*PROVIDED DATA*
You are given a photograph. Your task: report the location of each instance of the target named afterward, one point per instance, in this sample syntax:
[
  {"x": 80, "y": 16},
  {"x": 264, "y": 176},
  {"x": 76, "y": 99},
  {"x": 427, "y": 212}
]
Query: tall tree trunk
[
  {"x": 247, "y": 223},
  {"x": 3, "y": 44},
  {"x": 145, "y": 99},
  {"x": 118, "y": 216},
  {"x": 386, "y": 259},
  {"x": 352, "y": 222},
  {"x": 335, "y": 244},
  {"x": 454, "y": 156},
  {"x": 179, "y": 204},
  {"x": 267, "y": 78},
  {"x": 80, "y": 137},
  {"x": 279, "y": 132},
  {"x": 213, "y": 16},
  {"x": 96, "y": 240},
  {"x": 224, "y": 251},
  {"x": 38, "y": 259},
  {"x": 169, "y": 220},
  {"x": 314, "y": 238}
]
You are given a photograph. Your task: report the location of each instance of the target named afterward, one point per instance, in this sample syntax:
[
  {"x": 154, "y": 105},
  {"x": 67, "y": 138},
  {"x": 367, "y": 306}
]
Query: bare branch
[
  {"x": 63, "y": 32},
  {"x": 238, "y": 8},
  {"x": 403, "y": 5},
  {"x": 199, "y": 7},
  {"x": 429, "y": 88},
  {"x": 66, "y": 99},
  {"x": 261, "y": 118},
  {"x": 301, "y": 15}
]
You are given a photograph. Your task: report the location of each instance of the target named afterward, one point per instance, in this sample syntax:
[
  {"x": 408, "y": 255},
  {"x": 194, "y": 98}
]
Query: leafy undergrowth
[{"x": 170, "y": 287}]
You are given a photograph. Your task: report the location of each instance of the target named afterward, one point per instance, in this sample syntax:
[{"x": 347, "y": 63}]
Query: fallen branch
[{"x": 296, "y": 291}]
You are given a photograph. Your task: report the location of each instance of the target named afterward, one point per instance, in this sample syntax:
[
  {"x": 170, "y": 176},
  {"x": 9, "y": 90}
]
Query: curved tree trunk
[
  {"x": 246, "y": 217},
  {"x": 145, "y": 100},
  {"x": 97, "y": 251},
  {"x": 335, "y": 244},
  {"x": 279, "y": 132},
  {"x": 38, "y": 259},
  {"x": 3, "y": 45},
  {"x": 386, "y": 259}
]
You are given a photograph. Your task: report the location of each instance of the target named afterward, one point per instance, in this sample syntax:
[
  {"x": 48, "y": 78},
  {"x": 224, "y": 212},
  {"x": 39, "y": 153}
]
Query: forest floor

*EXERCISE*
Retype the records that precede this task, keeping them exactly the same.

*SOLUTION TO THE PROBLEM*
You are given a photograph. Your task: report the location of each instance of the target named afterward, one point per instance, in this sample syntax:
[
  {"x": 80, "y": 16},
  {"x": 264, "y": 176},
  {"x": 76, "y": 99},
  {"x": 427, "y": 212}
]
Query: tall tree trunk
[
  {"x": 247, "y": 223},
  {"x": 3, "y": 44},
  {"x": 145, "y": 99},
  {"x": 118, "y": 216},
  {"x": 386, "y": 259},
  {"x": 352, "y": 222},
  {"x": 335, "y": 244},
  {"x": 454, "y": 156},
  {"x": 179, "y": 204},
  {"x": 267, "y": 78},
  {"x": 80, "y": 137},
  {"x": 279, "y": 132},
  {"x": 213, "y": 16},
  {"x": 96, "y": 240},
  {"x": 224, "y": 251},
  {"x": 38, "y": 259},
  {"x": 169, "y": 220},
  {"x": 314, "y": 238}
]
You are given a photograph. Your task: report the location of each instance of the target named afterward, one point per instance, in this sample syntax:
[
  {"x": 154, "y": 105},
  {"x": 67, "y": 138},
  {"x": 367, "y": 306}
]
Query: bare branch
[
  {"x": 63, "y": 32},
  {"x": 238, "y": 8},
  {"x": 403, "y": 5},
  {"x": 199, "y": 7},
  {"x": 429, "y": 88},
  {"x": 66, "y": 99},
  {"x": 261, "y": 118},
  {"x": 301, "y": 15}
]
You are given a photograph. Your task: report the location of each instance of the target named afterward, one point per instance, in this sample syntax:
[
  {"x": 408, "y": 255},
  {"x": 194, "y": 98}
]
Query: leafy undergrowth
[{"x": 170, "y": 287}]
You are given a photograph. Your task: report the location of each instance of the target named afterward, one point per instance, in this sample syntax:
[{"x": 347, "y": 63}]
Query: fallen branch
[{"x": 296, "y": 291}]
You are given a photograph. Your task: report the location of each instance of the target named afterward, one point per instance, in this sample syntax:
[
  {"x": 170, "y": 176},
  {"x": 9, "y": 90}
]
Query: curved tree trunk
[
  {"x": 246, "y": 217},
  {"x": 145, "y": 100},
  {"x": 97, "y": 251},
  {"x": 335, "y": 244},
  {"x": 279, "y": 132},
  {"x": 38, "y": 259},
  {"x": 3, "y": 45},
  {"x": 386, "y": 259}
]
You are given a photograph. Your task: report the location of each instance of the target named afterward, one point per instance, in this sample syntax:
[
  {"x": 48, "y": 78},
  {"x": 224, "y": 212},
  {"x": 39, "y": 153}
]
Query: forest floor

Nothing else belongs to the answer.